> 課題一覧
1. 再診料をめぐる記事で、地域医療貢献加算を「配慮があまりにも足りない点数」と評したのは誰ですか。
2. 再診料をめぐる記事を、最後の文の後から書き継いでください。

> 記事抜粋
----------------

再診料と地域貢献加算を批判/野党の医系議員  PDF

再診料と地域貢献加算を批判/野党の医系議員

 2010年度診療報酬改定で診療所の点数が2点引き下げられ病院と統一された再診料と、新設された地域医療貢献加算をめぐって、3月19日の参院厚生労働委員会で野党の医系議員が長妻昭厚生労働相に詰め寄った。自民党の西島英利参院議員は「(医療費を)底上げすると言ったのに、なぜ下げたのか」と述べ、診療所の再診料を引き下げた真意をただした。地域医療貢献加算については、共産党の小池晃参院議員が「配慮があまりにも足りない点数」とし、同加算の導入を強く批判した。

 再診料の病診統一に関して、西島氏は「勤務医の負担軽減は大歓迎」とした上で「開業医はオーナーであり、自分で借金を返したり税金を払っていかなければいけない」と説明。医療経済実態調査(実調)については「(開業医の)本当の収入を反映していない」と指摘し、再診料の統一に関する長妻厚労相の見解を求めた。

 実調のデータについて、長妻厚労相は「開業医の数値は給料ではなくて収支差額。それが全部、自分の給料ではない。単純な比較でないことは、私も理解している」と述べた。その上で「開業医の皆さまも地域医療の担い手として日夜、努力をされておられるので、例えば夜間の対応などによって加算(地域医療貢献加算)をさせていただく」と理解を求めた。

----------------

> データ抜粋
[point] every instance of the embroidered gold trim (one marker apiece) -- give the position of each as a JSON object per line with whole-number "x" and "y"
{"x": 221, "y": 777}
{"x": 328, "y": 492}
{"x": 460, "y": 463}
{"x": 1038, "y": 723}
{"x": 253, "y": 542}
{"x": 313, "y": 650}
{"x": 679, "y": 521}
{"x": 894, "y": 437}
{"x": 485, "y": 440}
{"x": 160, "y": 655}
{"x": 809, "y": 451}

----------------

> 課題別解答
1. 共産党の小池晃参院議員です。

2.
●夜間対応だけが地域貢献でない

 その地域医療貢献加算を批判したのは小池氏。「地域医療貢献加算はいかがなものかと思っている。(医師が)患者に緊急時の連絡先を知らせて夜間対応できるようにするというが、夜間対応だけが地域医療への貢献なのか」と指摘し、自治体の集団検診や学校医の引き受けなども地域医療への貢献ではないかと主張した。

 その上で「地域医療への貢献が夜間対応だけで評価される仕組みになってしまって、一方で再診料が引き下がってしまうと、地域の開業医の皆さんが公益活動に参加することを後退させてしまいかねない危険性がある。地域医療の危機に拍車を掛けることにつながりかねず、配慮があまりにも足りない点数と言わざるを得ない。本気で大幅な見直しをやってもらいたい」と、同加算の抜本的な見直しを求めた。

 これに対し長妻厚労相は「スタートする前に変えることは考えていない」と述べ、地域医療貢献加算を現時点では見直さない考えを表明。ただ「(新たな)診療報酬をスタートさせて、具体的に医療の現状が改善されたかどうか、今まで以上に検証していこうと考えている」とし、改定の影響は十分に検証する考えを示した。(3/23MEDIFAXより)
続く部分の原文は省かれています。